Dataset excerpts
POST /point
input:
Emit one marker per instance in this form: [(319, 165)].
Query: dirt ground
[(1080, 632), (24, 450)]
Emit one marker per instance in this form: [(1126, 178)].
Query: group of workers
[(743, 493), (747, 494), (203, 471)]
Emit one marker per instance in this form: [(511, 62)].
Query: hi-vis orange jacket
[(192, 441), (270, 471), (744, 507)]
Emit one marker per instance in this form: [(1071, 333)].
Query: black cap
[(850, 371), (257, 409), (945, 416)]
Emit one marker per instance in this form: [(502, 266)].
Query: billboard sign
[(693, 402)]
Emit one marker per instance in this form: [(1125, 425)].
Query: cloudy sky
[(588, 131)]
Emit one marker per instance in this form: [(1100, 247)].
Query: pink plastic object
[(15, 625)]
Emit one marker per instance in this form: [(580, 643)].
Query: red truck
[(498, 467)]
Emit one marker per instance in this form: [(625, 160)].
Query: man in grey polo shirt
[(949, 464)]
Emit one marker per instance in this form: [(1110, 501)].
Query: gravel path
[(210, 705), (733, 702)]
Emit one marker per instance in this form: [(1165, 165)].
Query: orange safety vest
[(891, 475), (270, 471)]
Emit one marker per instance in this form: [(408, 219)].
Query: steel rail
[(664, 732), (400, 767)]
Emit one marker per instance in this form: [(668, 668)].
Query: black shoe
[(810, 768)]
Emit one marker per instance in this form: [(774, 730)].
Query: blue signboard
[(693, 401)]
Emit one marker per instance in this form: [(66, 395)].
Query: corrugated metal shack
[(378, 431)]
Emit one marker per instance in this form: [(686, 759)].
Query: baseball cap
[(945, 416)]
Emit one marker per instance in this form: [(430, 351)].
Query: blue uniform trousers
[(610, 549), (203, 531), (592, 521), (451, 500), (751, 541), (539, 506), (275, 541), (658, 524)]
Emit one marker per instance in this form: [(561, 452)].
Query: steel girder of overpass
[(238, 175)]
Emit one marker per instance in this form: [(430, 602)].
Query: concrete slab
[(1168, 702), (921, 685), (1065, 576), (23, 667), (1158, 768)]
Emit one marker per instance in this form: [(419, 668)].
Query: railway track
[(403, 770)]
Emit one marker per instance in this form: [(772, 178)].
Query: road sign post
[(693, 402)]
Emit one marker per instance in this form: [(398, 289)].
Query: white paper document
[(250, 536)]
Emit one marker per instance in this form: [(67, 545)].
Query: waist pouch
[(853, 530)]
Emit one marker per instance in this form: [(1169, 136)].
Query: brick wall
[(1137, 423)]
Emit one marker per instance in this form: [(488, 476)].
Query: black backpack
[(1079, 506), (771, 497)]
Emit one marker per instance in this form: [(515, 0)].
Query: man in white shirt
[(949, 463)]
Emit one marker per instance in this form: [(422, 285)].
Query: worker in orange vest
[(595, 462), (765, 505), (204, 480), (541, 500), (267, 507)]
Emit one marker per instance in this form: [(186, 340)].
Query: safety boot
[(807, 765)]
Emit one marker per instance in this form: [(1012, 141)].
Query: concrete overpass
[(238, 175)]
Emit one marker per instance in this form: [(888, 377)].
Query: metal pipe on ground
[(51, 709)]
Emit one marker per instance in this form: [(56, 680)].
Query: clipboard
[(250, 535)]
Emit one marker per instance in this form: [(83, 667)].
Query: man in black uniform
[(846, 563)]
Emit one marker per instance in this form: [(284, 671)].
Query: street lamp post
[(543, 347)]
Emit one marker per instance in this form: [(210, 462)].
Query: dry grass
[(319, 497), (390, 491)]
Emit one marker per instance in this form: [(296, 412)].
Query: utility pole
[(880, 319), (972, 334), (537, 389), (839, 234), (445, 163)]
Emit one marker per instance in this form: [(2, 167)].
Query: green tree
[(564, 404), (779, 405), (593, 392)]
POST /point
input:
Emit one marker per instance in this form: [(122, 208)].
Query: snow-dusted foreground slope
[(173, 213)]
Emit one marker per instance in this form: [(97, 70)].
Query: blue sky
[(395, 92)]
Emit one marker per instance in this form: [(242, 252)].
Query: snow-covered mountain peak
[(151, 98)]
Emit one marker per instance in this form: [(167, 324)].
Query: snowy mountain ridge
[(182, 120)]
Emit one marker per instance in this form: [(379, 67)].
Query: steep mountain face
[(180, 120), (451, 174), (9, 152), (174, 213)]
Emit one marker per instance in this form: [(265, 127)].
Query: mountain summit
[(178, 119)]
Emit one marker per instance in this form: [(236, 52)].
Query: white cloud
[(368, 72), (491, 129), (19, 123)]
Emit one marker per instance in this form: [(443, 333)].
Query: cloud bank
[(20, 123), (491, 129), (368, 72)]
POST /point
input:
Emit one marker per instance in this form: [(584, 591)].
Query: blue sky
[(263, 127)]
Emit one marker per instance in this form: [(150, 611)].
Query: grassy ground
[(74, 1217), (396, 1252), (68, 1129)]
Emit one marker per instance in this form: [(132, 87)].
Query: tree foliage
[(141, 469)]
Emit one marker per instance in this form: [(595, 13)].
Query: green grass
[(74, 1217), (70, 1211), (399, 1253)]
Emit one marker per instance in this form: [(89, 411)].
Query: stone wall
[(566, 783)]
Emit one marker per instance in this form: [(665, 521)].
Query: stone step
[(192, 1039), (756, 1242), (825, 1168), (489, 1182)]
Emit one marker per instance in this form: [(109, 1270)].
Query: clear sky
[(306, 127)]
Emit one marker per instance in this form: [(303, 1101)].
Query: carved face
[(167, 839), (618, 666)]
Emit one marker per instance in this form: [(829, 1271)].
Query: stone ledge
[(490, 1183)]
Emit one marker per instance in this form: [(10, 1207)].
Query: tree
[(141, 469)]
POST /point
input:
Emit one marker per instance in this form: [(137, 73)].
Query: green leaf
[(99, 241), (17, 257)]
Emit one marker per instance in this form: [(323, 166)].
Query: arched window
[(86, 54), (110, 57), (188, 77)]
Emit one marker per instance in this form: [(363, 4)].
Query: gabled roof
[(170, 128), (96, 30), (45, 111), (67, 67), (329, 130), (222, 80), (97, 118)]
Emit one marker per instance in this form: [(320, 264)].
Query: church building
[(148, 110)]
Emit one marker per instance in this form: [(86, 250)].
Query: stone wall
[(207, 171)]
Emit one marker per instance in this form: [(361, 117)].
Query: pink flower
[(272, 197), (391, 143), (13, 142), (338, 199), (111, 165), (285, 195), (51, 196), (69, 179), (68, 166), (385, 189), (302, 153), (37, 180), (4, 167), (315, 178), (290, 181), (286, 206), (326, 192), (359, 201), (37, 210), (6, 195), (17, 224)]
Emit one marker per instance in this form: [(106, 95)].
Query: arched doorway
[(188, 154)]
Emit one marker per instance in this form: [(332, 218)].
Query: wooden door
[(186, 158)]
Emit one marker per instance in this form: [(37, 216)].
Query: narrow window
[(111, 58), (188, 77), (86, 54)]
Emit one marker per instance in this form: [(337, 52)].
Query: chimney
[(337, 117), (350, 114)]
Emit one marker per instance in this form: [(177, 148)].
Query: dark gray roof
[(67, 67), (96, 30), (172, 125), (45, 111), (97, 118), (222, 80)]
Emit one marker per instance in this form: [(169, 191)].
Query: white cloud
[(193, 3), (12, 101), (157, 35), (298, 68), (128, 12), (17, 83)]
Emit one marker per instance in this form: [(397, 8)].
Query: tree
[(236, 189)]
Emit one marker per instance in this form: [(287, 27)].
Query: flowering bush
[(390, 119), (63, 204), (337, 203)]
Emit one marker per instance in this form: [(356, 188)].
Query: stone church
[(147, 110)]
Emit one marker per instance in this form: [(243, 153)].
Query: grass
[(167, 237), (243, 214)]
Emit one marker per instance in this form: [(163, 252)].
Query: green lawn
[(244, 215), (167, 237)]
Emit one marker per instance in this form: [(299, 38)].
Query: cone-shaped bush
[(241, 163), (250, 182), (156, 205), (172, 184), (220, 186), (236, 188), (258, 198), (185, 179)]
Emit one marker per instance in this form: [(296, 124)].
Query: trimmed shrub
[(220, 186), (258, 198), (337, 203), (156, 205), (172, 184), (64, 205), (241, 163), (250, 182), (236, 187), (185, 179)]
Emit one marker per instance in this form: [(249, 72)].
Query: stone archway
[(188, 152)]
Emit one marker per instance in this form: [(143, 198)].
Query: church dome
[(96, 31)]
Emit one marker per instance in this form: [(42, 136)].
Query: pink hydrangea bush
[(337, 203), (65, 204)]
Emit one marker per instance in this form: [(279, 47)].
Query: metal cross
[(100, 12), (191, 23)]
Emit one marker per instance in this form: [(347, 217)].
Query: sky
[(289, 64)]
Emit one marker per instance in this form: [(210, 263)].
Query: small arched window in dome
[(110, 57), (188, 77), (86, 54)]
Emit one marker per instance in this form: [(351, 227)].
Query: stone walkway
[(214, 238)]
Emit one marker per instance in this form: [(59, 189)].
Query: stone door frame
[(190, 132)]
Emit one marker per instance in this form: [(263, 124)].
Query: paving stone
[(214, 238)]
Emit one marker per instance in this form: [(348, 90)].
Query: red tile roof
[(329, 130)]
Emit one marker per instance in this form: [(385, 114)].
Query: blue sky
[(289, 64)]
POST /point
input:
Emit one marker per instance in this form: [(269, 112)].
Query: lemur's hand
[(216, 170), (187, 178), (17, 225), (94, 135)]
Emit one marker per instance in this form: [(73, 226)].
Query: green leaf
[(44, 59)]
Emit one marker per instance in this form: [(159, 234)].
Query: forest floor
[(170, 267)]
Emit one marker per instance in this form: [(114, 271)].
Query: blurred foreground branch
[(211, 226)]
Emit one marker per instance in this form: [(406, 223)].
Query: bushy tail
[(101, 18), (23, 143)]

Task statement: Wherever the line holding "Query: worker in orange vest" falls in the entries above, copy exactly from it through the line holding "Emit one marker per instance in this form: [(132, 87)].", inclusive, and add nothing.

Expected answer:
Query: worker in orange vest
[(595, 462), (765, 505), (204, 480), (541, 500), (267, 507)]
Emit one marker per instance in this form: [(186, 340)].
Query: safety boot
[(807, 765)]
Emit one marker per instance in this form: [(1012, 141)].
Query: concrete overpass
[(238, 175)]
Emit one marker per instance in this form: [(888, 377)].
Query: metal pipe on ground
[(51, 709)]
Emit one marker per instance in this form: [(56, 680)].
Query: clipboard
[(250, 535)]
Emit one marker per instance in this form: [(83, 667)].
Query: man in black uniform
[(846, 563)]
Emit one marker per instance in this form: [(284, 671)].
Query: street lamp post
[(543, 347)]
Emit one marker per instance in this form: [(210, 462)].
Query: dry grass
[(319, 497), (390, 491)]
Emit one marker per instance in this form: [(296, 412)].
Query: utility pole
[(880, 319), (972, 334), (537, 389), (839, 234), (445, 163)]
Emit one marker per instance in this form: [(2, 167)].
Query: green tree
[(564, 404), (779, 405), (593, 392)]
POST /point
input:
Emit one marker per instance in this form: [(122, 208)].
Query: snow-dusted foreground slope
[(173, 213)]
Emit one marker per instance in this form: [(97, 70)].
Query: blue sky
[(395, 92)]
Emit one marker per instance in this form: [(242, 252)].
Query: snow-covered mountain peak
[(151, 98)]
Emit one marker per instance in this form: [(167, 324)].
Query: snowy mountain ridge
[(182, 120)]
Emit one marker per instance in this form: [(379, 67)].
Query: steep mountain face
[(180, 120), (451, 174), (9, 152), (174, 213)]
Emit one marker per instance in this form: [(265, 127)].
Query: mountain summit
[(178, 119)]
Emit one marker per instance in this form: [(236, 52)].
Query: white cloud
[(368, 72), (491, 129), (19, 123)]
Emit one marker per instance in this form: [(443, 333)].
Query: cloud bank
[(20, 123), (491, 129), (368, 72)]
POST /point
input:
Emit one marker per instance in this form: [(584, 591)].
Query: blue sky
[(263, 127)]
Emit one marker per instance in this form: [(150, 611)].
Query: grassy ground
[(74, 1217), (396, 1252), (68, 1129)]
Emit one marker per instance in this form: [(132, 87)].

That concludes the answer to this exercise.